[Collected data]
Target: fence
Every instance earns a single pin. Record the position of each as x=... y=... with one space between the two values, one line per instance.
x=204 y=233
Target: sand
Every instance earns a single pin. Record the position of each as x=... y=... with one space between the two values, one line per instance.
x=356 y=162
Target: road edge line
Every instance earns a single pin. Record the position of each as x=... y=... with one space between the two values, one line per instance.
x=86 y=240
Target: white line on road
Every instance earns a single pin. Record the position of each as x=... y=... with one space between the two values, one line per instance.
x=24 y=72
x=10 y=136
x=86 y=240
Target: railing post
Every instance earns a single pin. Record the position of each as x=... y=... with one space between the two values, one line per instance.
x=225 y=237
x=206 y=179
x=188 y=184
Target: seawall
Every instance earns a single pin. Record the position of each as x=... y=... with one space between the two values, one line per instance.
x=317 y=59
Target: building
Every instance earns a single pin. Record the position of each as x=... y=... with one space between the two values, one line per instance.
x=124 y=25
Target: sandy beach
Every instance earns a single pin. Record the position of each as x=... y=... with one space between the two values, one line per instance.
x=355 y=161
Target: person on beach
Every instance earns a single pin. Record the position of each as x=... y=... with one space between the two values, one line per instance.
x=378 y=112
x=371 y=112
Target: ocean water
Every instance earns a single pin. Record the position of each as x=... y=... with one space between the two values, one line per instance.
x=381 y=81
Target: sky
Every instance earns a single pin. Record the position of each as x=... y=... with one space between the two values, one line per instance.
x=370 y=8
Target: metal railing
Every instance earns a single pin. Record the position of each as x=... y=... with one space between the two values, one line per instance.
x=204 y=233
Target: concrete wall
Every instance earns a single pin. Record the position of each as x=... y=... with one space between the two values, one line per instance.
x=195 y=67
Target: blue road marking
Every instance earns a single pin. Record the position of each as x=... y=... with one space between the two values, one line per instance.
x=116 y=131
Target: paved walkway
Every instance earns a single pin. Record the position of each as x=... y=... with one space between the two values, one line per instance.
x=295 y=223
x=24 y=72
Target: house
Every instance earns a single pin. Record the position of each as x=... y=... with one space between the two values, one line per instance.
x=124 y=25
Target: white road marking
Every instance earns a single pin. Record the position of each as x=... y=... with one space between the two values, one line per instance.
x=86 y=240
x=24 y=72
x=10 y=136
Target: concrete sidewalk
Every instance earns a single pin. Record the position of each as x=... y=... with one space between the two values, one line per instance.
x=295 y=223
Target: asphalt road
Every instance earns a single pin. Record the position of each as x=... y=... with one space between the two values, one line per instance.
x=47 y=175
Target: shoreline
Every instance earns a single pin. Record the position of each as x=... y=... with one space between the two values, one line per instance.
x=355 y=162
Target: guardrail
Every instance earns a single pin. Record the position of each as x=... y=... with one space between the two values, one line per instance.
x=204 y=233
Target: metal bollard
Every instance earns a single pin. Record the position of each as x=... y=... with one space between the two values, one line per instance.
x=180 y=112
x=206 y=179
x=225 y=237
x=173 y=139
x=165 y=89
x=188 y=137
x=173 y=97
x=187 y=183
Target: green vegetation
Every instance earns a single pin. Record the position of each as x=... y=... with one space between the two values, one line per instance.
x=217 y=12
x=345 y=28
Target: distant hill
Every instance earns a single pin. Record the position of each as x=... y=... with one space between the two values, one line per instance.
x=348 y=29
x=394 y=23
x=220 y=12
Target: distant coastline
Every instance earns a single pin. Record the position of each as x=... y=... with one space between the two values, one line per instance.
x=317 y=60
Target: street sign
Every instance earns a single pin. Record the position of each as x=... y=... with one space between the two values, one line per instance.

◆ CHALLENGE ◆
Copy the entries above back out word for word, all of them from first to last.

◆ FULL SOLUTION ◆
Target: fence
Every instance earns a single pin. Record the position of each as x=... y=... with one space between the two values, one line per instance.
x=204 y=233
Target: sand
Every instance earns a single pin. Record the position of each as x=... y=... with one space between the two values, one line per instance.
x=356 y=162
Target: road edge line
Every instance earns a single pin. Record the position of each as x=... y=... with one space between the two values, one line per instance.
x=86 y=240
Target: white line on road
Every instance earns a single pin. Record the position of each as x=... y=... with one space between the two values, one line per instance.
x=24 y=72
x=10 y=136
x=86 y=240
Target: railing post
Every instance earns a single pin. Record the position of each as x=... y=... with one space between the two values, one line per instance.
x=225 y=237
x=206 y=179
x=188 y=184
Target: seawall
Every instance earns a single pin. Record the position of each as x=... y=... with one space between the two values, one line per instance.
x=317 y=59
Target: building
Every instance earns a single pin. Record the position of each as x=... y=... with one space between the two values, one line per instance.
x=124 y=25
Target: sandy beach
Every instance earns a single pin. Record the position of each as x=... y=... with one space between the two values, one line per instance.
x=355 y=161
Target: person on beach
Every instance earns a single pin. Record the position of each as x=... y=... with one space between the two values, one line per instance.
x=378 y=112
x=371 y=112
Target: ocean water
Every instance earns a single pin. Record the position of each as x=... y=... with one space between the two values, one line per instance.
x=381 y=81
Target: sky
Every instance earns a single pin. Record the position of each as x=... y=... with one space between the two values, one line per instance.
x=370 y=8
Target: metal railing
Every instance earns a single pin. Record the position of each as x=... y=... with one space between the two values, one line per instance.
x=204 y=233
Target: concrete wall
Every instance earns a single pin. Record the position of each as x=... y=... with one space between the two values, one line per instance.
x=195 y=67
Target: blue road marking
Every instance earns a single pin. Record the position of each as x=... y=... with one space between the two values, one line per instance.
x=116 y=131
Target: paved walkway
Every instance earns a single pin. Record the position of each as x=... y=... with one space between the two values, one line per instance.
x=295 y=223
x=24 y=72
Target: house
Every instance earns a single pin. Record the position of each as x=... y=... with one space between the two values, one line per instance.
x=124 y=25
Target: white road marking
Every instance earns a single pin. Record the position of each as x=... y=... with one space between the two values, one line per instance.
x=86 y=240
x=24 y=72
x=10 y=136
Target: concrete sidewalk
Every instance earns a single pin. Record the position of each as x=... y=... with one space between the two values, one line per instance.
x=295 y=223
Target: asphalt road
Every instance earns a single pin. Record the position of each as x=... y=... with one space between the two values, one line per instance.
x=47 y=175
Target: shoreline
Every instance earns a single pin. Record the position of each as x=... y=... with one space between the two values, one line per instance.
x=355 y=162
Target: guardrail
Every instance earns a single pin. Record the position of each as x=... y=... with one space between the two values, one line per instance.
x=204 y=233
Target: metal bollard
Every instance earns a single pin. Record the position of each as x=... y=... with one space between the two values, one line per instance.
x=180 y=112
x=206 y=179
x=225 y=237
x=173 y=139
x=165 y=89
x=188 y=137
x=173 y=97
x=187 y=183
Target: green vegetation
Every instance earns a single pin. Record the position of each as x=... y=... with one space between the two values, one line per instance.
x=217 y=12
x=345 y=28
Target: distant hill
Every instance earns a single pin. Record the position of each as x=... y=... with one space between the two values, one line per instance.
x=348 y=29
x=394 y=23
x=220 y=12
Target: distant coastline
Every instance earns a single pin. Record the position of each as x=... y=... with one space between the two values, one line per instance.
x=317 y=60
Target: street sign
Every instance earns a single pin. Record the position of each as x=... y=... with one space between the two values, one line per instance.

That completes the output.